- Malatyalı Prof.Dr. Bulun, ABD'nin 'Ulusal Tıp Akademisi'ne seçilmiş ve alanında çığır açan çalışmalar yapan bir bilim insanı..
Habertürk Gazetesi'nin, Türk bilim insanlarının Türkiye'den ABD'ye uzanan başarı hikayelerini konu alan dizi röportajında, bu insanlardan biri olan Malatyalı Prof.Dr. Serdar Bulun, Ümran Avcı'nın sorularını yanıtladı.
Gazetenin, "Aziz Sancar tek değil. ABD’de yükselen nice genç Türk bilim insanı var. Onlardan biri olan Prof. Dr. Serdar Bulun, Gazete Habertürk'ten Ümran Avcı'nın sorularını yanıtladı... NASA’dan dünyanın en saygın üniversitelerine kadar pek çok alanda kariyerlerinde basamak basamak ilerleyen bilim insanlarımız, başarıya giden yoldaki hikâyelerini ve tavsiyelerini Habertürk’le paylaştı. Neden yurtdışını tercih ettiklerini, Türkiye’deki eksiklikleri anlatıp gençlere de tavsiyelerini sıralayan bilim insanlarımızın ortak temennisi ise başka gençlere itici güç olup cesaretlendirmek. İşte bilim insanlarımızın Türkiye’den Amerika’ya uzanan başarı hikâyeleri." diye duyurduğu röportajın bir bölümü şöyle:
"MALATYA’DAN AMERİKA’YA UZANAN BAŞARI HİKÂYESİ
Televizyonun bile olmadığı Malatya’daki küçük bir yerleşim yerinden çıkıp İstanbul Robert Kolej’e yatılı öğrenci olarak gittiğinde ilk kültür şokuyla da tanışmış oldu. Bu tanışıklık onu hayata daha çabuk hazırlayacak, hatta Amerika’ya taşıyacaktı. Serdar Bulun, yıllar sonra adının önüne ekleyeceği Prof. Dr. unvanı ile tıp dünyasındaki başarılı çalışmalarıyla özellikle kadınların umudu olacaktı.

________________________________________

== Görev koşulları ==
Seçilen metinde adı geçen kişilerin hepsini metindeki adlarıyla sıralayın.

== Ham veri ==
________________________________________

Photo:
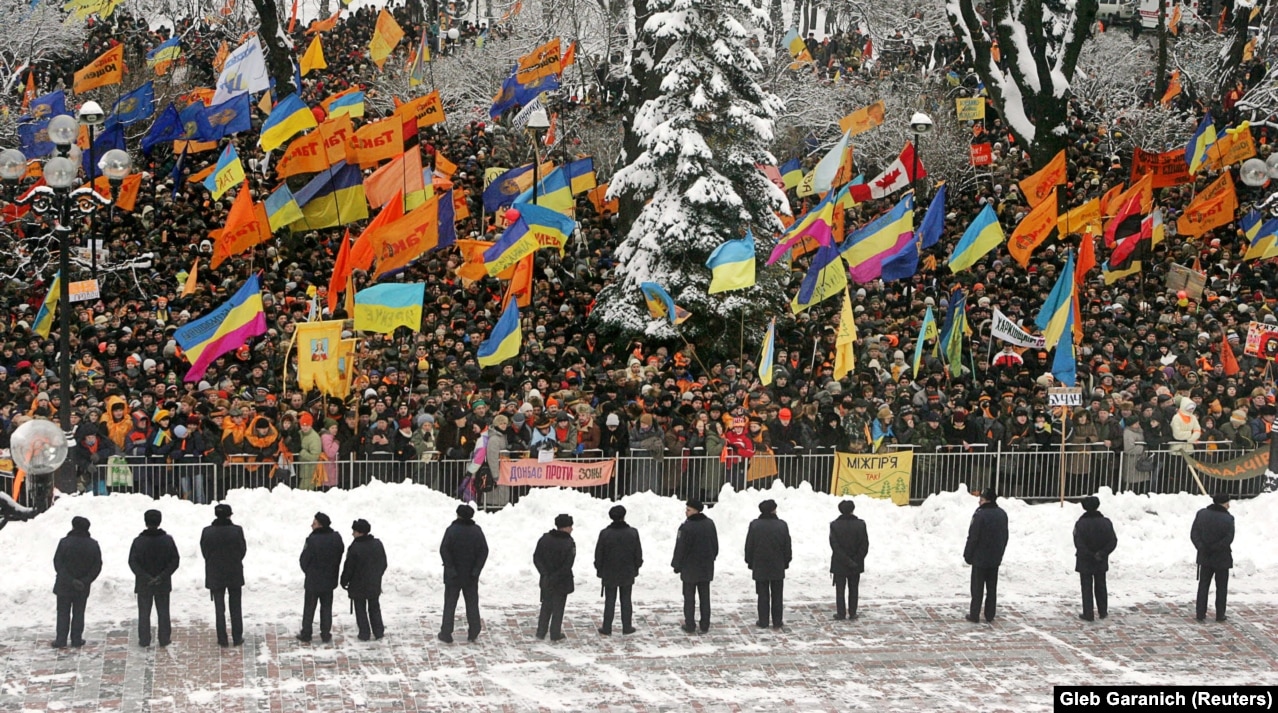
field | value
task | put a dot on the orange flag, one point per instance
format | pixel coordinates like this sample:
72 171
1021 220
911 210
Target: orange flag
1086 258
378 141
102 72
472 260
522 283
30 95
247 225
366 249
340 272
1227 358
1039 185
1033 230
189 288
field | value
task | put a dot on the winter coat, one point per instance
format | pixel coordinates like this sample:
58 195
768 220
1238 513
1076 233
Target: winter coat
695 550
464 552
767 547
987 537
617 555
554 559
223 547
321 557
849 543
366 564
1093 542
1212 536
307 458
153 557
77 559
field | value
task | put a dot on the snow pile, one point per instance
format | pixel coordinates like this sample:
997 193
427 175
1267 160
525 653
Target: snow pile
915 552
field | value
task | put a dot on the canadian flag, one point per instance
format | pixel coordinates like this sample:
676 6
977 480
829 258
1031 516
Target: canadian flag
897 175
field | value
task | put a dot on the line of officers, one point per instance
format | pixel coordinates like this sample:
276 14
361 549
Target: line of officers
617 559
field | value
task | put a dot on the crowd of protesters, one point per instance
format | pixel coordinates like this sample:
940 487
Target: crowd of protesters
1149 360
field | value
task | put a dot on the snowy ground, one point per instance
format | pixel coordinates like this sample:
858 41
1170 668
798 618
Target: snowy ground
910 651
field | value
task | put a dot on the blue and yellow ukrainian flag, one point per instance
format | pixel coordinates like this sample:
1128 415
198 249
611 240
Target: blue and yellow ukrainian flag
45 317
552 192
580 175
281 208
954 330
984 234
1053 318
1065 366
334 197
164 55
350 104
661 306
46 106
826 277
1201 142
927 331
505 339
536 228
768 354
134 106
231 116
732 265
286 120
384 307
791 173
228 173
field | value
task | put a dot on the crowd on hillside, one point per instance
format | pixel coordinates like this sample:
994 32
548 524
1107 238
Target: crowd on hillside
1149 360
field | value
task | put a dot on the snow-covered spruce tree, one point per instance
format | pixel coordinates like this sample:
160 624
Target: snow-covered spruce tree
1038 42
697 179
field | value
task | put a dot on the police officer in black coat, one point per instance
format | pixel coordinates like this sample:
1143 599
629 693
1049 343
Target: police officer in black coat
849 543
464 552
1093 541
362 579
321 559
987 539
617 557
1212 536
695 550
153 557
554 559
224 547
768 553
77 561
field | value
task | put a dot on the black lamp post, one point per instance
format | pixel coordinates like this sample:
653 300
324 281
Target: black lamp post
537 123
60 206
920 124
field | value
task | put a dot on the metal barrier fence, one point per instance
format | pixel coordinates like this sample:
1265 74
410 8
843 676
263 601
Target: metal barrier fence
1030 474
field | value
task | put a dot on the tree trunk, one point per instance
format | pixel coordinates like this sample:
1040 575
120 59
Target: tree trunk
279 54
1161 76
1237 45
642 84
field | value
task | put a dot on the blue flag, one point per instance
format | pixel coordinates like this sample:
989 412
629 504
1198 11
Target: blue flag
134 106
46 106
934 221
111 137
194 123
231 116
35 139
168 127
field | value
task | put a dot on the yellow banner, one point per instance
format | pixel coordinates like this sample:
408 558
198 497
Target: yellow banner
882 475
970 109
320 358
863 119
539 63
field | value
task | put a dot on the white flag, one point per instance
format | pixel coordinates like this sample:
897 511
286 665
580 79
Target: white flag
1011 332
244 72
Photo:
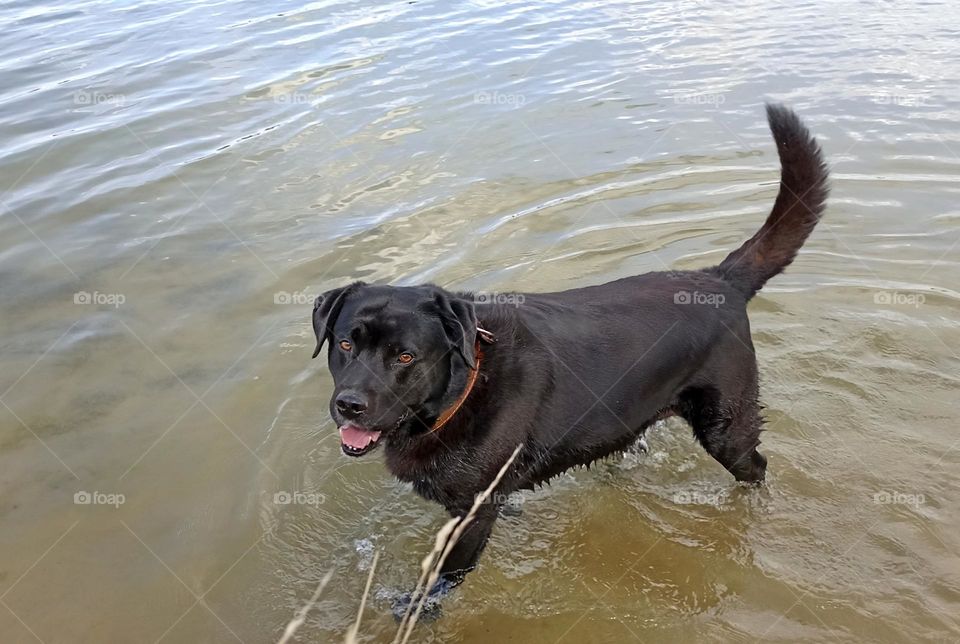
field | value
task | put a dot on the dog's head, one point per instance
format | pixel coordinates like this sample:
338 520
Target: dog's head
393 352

________________________________________

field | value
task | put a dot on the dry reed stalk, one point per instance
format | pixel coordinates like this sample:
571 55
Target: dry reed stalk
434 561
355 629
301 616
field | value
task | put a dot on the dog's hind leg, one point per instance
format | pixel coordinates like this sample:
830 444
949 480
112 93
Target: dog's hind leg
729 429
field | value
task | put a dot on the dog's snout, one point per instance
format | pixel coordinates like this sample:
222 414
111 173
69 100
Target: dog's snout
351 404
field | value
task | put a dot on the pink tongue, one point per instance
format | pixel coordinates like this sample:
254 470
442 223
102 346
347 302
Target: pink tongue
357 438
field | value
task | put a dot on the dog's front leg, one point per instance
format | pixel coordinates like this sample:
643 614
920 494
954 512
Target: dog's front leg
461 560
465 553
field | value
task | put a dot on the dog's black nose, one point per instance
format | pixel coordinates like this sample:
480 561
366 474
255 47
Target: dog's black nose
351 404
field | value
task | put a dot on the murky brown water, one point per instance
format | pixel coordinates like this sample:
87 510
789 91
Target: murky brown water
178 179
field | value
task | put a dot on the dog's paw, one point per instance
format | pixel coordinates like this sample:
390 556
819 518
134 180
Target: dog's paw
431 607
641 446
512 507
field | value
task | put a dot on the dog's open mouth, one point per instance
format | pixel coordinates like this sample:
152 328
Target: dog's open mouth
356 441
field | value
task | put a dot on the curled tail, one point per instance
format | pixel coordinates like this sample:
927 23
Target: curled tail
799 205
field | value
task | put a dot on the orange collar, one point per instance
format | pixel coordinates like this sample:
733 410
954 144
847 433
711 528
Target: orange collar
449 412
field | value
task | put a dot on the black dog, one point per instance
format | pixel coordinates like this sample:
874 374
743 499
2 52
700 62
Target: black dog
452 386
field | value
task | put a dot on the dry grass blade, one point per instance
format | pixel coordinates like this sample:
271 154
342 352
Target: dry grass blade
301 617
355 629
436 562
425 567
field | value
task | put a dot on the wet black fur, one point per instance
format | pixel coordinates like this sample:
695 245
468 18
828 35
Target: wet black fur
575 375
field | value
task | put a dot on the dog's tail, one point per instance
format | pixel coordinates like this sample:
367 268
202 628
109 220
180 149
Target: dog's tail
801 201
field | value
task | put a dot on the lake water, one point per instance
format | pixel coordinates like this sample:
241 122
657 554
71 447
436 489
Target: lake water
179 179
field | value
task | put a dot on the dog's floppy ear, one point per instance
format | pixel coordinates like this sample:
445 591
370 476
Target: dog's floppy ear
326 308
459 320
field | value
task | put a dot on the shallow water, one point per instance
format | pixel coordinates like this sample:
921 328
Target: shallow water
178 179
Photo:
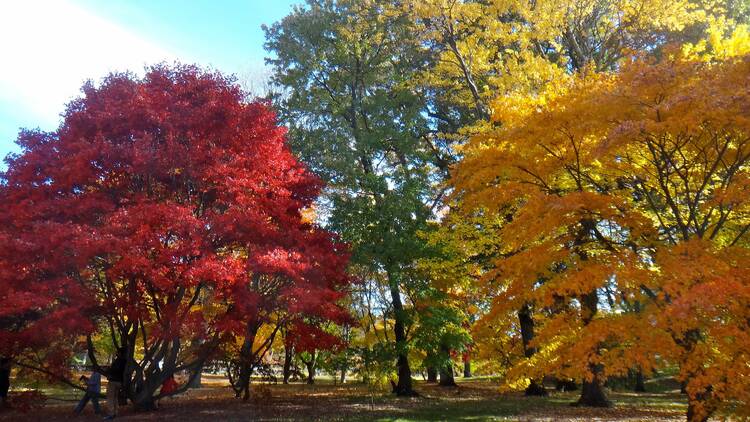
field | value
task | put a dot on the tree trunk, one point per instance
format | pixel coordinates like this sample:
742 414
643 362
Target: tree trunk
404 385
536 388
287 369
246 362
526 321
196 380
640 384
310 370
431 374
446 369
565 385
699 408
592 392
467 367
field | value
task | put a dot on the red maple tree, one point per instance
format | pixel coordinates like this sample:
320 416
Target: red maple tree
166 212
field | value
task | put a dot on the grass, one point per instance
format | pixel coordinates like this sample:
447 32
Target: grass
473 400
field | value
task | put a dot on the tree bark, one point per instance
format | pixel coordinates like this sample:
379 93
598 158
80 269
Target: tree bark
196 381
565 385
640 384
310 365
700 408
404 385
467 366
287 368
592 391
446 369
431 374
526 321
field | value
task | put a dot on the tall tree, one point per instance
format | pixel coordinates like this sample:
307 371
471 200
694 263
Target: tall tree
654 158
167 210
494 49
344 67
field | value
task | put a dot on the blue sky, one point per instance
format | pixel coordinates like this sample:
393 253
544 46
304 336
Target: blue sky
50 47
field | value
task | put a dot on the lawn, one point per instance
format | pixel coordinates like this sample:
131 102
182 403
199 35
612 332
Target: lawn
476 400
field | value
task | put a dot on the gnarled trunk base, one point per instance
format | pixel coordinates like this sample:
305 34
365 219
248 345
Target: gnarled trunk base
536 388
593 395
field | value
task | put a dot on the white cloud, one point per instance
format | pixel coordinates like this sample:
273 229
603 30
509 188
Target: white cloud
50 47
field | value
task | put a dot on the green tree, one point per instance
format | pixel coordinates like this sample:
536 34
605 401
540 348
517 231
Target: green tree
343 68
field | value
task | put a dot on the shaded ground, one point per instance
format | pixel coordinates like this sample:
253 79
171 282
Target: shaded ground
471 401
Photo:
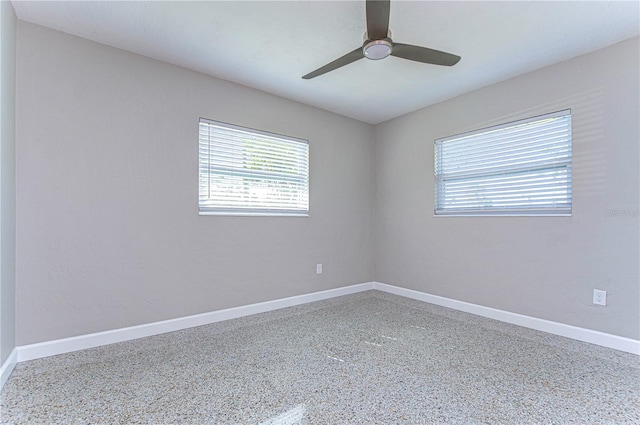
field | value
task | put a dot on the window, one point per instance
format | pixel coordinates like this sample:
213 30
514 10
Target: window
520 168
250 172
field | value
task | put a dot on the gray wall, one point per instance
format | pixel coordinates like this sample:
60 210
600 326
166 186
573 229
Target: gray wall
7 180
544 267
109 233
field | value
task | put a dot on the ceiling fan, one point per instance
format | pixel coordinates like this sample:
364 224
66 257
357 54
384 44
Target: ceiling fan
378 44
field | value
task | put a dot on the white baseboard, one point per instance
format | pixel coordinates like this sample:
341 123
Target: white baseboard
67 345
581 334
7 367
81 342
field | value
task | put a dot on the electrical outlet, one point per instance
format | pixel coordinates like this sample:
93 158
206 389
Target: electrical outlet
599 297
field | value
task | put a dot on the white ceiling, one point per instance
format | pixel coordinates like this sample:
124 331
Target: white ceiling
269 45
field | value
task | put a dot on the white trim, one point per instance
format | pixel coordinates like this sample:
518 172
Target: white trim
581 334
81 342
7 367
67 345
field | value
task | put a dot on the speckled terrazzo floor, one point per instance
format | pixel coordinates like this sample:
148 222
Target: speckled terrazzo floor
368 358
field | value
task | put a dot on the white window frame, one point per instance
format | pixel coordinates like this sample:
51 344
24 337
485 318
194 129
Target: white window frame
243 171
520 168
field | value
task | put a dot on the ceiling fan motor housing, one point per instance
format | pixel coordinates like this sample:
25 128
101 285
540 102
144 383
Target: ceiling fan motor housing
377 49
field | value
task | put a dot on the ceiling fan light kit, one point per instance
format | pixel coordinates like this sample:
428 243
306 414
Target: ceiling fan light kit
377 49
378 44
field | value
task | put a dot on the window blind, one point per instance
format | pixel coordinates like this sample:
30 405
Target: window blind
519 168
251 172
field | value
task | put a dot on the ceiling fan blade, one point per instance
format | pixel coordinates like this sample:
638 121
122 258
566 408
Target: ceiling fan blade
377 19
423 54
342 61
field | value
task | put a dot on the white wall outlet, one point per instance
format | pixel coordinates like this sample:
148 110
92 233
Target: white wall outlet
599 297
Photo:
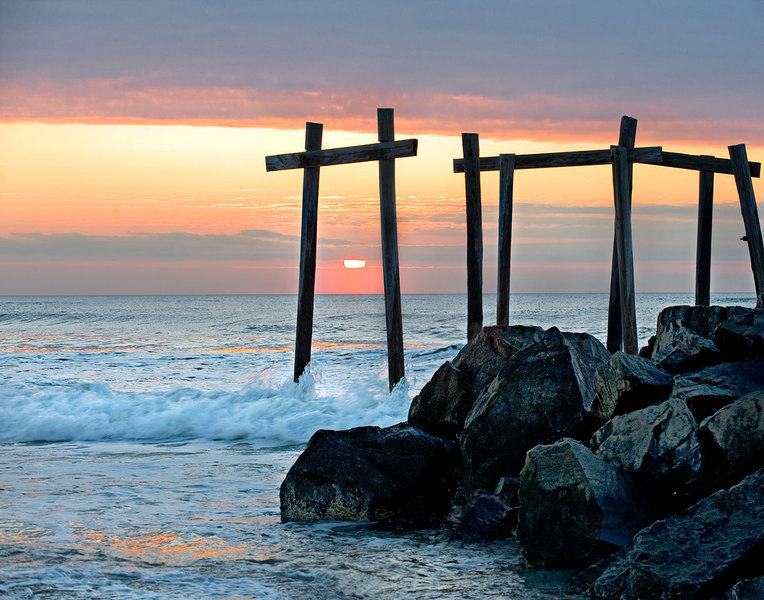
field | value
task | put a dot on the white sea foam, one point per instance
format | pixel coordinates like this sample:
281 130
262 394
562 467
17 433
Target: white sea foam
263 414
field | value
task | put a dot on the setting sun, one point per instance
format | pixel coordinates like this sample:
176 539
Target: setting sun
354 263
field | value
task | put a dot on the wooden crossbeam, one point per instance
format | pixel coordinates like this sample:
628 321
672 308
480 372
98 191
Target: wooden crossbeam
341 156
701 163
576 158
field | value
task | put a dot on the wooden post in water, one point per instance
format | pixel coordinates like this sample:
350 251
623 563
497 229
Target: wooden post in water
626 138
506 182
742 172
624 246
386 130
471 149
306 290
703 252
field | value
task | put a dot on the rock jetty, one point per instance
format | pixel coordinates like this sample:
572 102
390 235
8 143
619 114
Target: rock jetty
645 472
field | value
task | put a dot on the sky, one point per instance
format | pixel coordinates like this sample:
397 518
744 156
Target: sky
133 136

________________________________________

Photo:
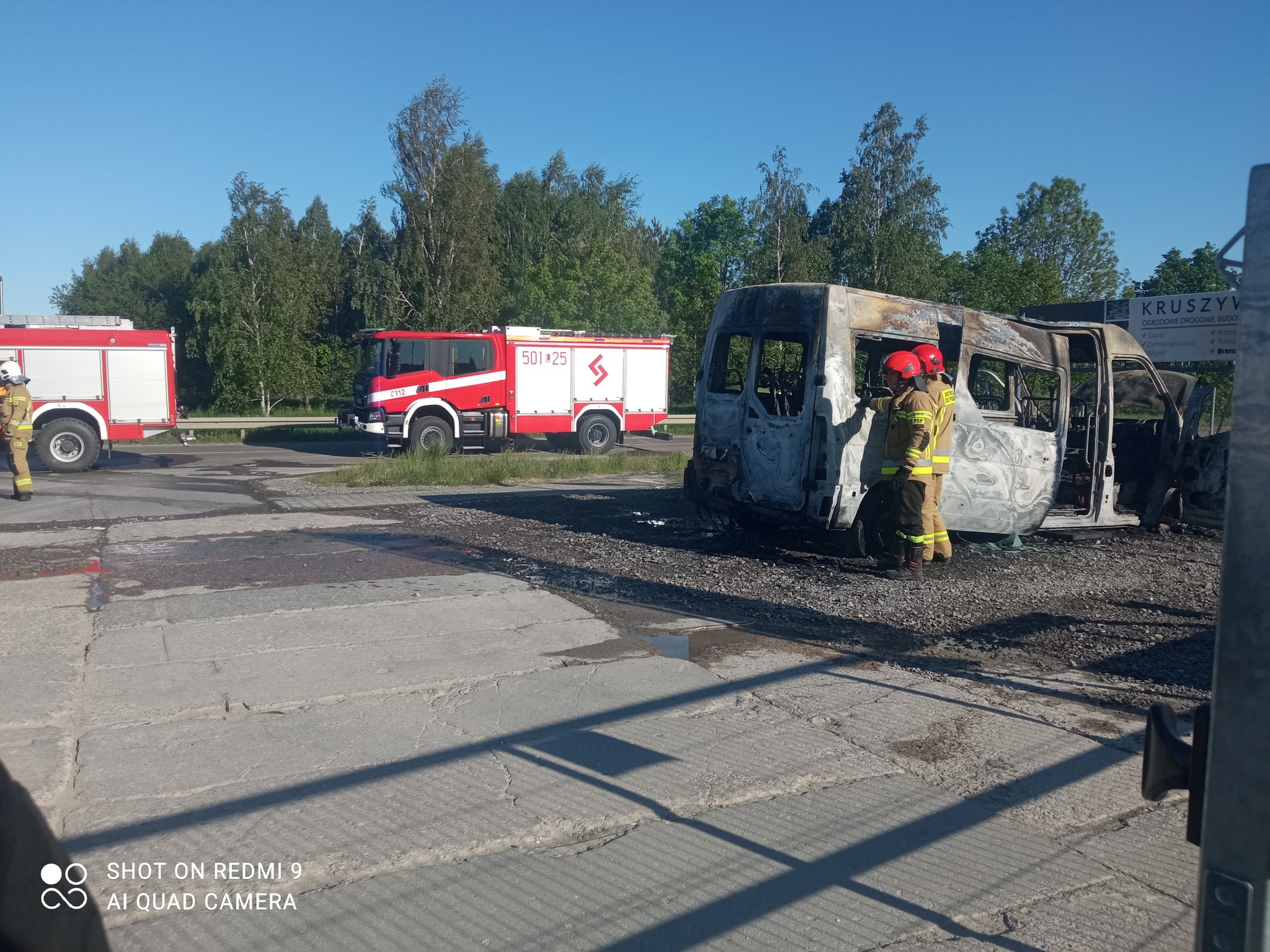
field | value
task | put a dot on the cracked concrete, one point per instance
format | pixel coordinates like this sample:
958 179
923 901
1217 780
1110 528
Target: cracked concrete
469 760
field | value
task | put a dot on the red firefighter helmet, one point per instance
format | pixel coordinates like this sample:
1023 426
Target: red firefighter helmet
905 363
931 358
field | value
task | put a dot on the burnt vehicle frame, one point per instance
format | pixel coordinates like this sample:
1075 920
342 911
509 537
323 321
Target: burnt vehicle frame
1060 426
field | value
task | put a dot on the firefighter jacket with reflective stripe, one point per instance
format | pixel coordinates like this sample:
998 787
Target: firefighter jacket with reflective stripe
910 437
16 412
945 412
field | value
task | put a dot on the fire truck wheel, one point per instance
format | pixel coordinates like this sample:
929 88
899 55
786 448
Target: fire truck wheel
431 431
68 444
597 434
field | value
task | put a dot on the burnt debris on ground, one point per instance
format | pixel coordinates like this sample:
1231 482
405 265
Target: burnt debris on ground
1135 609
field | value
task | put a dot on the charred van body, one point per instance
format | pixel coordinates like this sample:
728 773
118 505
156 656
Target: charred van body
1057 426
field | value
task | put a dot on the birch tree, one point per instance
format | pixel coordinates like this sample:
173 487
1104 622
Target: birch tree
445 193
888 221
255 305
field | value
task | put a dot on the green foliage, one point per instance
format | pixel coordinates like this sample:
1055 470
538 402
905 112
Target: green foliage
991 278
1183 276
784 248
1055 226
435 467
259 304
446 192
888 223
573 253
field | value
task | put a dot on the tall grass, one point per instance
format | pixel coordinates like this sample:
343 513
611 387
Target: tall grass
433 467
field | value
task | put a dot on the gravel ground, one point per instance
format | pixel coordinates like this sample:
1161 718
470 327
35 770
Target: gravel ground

________________________________________

== Sonuç ==
- Serdar Bulun
- Ümran Avcı
- Aziz Sancar